WHAT IS REQUIRED: Rewrite the rows from the start through the line that contains "147L106 144L107 144L107", replacing "instance" with "object" and keeping everything else the same. Omit the pictures.

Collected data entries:
↓

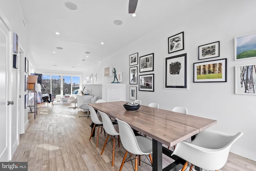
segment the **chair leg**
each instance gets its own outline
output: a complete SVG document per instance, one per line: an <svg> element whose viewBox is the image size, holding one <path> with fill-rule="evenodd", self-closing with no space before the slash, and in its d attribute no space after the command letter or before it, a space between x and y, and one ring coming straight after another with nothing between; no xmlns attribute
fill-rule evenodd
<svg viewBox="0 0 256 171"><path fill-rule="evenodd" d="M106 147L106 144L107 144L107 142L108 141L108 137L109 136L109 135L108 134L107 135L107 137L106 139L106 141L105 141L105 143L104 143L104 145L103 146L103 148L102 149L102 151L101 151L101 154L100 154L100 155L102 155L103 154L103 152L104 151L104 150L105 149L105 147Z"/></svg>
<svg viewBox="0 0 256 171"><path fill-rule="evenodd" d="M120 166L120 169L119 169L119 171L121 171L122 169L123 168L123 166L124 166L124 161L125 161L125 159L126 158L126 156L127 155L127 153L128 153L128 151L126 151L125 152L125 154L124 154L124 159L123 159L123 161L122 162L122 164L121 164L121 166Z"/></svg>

↑

RESPONSE FOR THIS EXERCISE:
segment the **chair leg**
each object gets its own outline
output: a complete SVG document per object, one per line: an <svg> element whose viewBox is the image size, holding one <path> with fill-rule="evenodd", self-closing with no space before the slash, and in its d attribute no space after the command letter or before it, a space between x and y, and one ring coming straight after another with nothing between; no xmlns attribute
fill-rule evenodd
<svg viewBox="0 0 256 171"><path fill-rule="evenodd" d="M106 147L106 144L107 144L107 142L108 141L108 137L109 136L109 135L108 134L107 135L107 137L106 139L106 141L105 141L105 143L104 143L104 145L103 146L103 148L102 149L102 151L101 151L101 154L100 154L100 155L102 155L103 154L103 152L104 151L104 150L105 149L105 147Z"/></svg>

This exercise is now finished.